• _Task statement_:
Below are the entries; output exactly the lines from the one containing "like (40, 1197)." through the final line, inclusive.
====== Supplied records
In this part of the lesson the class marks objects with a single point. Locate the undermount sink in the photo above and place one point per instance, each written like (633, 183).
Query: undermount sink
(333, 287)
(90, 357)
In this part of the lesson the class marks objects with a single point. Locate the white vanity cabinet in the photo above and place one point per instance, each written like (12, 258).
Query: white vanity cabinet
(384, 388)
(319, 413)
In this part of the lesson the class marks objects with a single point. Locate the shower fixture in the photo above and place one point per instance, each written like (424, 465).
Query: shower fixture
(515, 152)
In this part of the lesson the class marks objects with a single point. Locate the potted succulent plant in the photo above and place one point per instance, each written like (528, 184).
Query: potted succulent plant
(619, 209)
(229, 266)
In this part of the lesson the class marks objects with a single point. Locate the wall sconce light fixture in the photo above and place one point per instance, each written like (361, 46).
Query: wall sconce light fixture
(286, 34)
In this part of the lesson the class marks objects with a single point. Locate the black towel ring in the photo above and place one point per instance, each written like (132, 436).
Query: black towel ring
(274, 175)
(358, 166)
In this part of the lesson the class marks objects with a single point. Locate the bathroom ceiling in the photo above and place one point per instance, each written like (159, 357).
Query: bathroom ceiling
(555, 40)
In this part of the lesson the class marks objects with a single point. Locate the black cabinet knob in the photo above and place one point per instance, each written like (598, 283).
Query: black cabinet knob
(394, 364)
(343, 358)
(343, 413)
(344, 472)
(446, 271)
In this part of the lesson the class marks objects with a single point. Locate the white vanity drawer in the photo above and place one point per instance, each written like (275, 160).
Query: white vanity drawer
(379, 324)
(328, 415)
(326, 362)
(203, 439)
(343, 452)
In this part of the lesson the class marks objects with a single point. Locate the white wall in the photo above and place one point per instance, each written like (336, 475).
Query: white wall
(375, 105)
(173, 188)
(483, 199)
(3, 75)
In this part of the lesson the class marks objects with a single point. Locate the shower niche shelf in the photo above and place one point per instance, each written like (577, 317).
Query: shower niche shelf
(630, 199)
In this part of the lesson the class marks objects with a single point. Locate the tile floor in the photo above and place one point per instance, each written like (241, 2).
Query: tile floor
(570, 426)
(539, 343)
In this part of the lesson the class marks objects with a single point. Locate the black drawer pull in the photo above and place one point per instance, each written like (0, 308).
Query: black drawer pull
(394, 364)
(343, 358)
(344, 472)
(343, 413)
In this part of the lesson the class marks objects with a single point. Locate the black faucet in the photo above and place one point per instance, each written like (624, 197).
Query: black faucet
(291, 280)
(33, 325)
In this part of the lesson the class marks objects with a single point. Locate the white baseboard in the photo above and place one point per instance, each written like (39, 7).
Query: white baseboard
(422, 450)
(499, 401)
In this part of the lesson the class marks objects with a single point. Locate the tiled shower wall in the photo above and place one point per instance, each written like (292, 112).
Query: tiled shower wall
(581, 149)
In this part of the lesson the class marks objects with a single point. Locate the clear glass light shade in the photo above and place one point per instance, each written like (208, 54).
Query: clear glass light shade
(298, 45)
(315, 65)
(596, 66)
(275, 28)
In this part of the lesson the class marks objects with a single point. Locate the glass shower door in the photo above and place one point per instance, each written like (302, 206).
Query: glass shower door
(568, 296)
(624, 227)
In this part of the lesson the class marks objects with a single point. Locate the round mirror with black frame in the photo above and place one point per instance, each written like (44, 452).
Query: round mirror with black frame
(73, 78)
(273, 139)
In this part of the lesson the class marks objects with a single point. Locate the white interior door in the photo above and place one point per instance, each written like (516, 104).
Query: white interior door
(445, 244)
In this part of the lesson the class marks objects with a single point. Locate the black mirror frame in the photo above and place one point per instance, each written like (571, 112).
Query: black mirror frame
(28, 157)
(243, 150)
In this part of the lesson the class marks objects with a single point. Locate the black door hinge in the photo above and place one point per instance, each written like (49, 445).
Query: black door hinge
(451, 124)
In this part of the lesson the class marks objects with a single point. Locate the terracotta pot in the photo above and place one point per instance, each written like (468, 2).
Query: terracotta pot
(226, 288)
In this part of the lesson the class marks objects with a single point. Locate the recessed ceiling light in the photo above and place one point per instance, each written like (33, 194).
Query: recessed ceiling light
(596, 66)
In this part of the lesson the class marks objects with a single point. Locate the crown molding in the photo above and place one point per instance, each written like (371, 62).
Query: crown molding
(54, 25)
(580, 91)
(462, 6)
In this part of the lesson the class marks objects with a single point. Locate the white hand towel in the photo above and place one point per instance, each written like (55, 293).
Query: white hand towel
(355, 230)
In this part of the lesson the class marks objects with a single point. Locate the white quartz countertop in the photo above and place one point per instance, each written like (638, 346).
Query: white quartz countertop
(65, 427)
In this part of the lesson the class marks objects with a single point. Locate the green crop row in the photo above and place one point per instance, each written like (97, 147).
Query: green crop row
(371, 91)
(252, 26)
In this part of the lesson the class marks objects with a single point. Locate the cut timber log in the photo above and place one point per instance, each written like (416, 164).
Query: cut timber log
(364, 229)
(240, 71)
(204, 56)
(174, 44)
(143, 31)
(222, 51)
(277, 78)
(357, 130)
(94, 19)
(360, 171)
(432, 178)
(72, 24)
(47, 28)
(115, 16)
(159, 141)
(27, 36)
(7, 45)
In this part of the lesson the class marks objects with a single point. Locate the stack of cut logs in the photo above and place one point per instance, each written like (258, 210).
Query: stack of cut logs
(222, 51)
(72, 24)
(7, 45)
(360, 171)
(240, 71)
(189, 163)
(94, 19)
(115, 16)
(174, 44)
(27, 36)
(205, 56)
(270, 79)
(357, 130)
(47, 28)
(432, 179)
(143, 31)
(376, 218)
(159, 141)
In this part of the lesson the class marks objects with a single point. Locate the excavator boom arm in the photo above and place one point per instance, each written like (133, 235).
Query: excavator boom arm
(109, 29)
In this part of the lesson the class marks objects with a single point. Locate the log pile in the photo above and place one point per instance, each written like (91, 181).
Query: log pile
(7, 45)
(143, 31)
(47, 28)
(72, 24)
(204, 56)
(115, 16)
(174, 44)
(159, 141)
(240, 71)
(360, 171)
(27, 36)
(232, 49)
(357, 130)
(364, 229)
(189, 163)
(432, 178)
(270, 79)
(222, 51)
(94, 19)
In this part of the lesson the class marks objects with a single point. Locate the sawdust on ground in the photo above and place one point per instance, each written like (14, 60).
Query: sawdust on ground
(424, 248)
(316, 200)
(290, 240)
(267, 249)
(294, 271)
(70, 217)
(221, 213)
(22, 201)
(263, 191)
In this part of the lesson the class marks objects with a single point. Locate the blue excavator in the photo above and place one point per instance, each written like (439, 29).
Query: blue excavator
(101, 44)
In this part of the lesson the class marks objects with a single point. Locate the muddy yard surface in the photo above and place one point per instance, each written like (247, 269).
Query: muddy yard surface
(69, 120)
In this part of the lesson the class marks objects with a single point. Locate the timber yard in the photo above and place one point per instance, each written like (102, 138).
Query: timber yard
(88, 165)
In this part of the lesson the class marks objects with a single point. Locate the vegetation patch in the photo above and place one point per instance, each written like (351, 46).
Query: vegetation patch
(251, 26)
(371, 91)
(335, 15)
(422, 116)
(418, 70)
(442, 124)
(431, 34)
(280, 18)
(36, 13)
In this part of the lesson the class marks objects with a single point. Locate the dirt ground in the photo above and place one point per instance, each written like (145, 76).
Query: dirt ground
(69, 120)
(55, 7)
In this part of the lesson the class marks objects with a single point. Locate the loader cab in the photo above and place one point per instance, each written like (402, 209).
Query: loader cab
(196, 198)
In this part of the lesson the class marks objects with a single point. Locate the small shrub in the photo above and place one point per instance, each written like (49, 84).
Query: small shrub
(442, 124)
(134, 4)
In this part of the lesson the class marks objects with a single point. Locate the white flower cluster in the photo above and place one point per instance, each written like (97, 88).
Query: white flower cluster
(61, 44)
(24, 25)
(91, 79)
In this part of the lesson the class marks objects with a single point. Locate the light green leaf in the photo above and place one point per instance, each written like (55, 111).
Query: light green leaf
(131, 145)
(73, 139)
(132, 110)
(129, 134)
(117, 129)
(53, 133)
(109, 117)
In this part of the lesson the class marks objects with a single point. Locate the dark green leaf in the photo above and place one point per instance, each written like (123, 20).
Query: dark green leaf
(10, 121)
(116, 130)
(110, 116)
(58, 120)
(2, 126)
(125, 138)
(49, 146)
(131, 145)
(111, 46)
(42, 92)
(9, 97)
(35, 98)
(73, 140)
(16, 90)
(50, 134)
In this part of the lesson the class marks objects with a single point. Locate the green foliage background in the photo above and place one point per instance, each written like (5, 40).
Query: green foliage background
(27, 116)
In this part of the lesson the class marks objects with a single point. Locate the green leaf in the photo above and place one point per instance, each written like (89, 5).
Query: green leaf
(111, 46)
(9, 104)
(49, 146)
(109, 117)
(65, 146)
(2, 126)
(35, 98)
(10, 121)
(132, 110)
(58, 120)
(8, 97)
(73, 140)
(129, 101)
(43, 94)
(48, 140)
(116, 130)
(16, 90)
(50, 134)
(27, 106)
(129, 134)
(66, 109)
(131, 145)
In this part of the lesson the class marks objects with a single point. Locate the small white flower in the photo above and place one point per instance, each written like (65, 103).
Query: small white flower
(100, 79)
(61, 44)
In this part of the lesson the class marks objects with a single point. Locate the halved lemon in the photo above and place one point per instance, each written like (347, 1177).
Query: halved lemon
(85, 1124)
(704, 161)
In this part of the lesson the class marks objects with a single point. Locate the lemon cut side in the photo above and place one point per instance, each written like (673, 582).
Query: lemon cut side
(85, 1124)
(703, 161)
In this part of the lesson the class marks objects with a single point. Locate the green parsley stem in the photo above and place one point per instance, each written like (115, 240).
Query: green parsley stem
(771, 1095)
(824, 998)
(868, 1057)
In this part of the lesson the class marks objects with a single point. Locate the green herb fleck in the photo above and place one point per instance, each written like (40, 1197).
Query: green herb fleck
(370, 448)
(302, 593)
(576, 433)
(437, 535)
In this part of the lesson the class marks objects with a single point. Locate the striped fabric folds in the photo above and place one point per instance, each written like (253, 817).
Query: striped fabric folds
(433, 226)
============
• _Solution_:
In this part of the lesson the class marks objects with a single point. Locate the green herb fleck in the photo above and place one point per instance, each written like (40, 1197).
Query: green herb fleck
(370, 448)
(302, 593)
(576, 433)
(437, 535)
In this part of the lesson the class marks objects with a single point. Locate the striped fabric folds in the photo above and place one point per instance, each written like (253, 817).
Query: striped fabric folds
(433, 226)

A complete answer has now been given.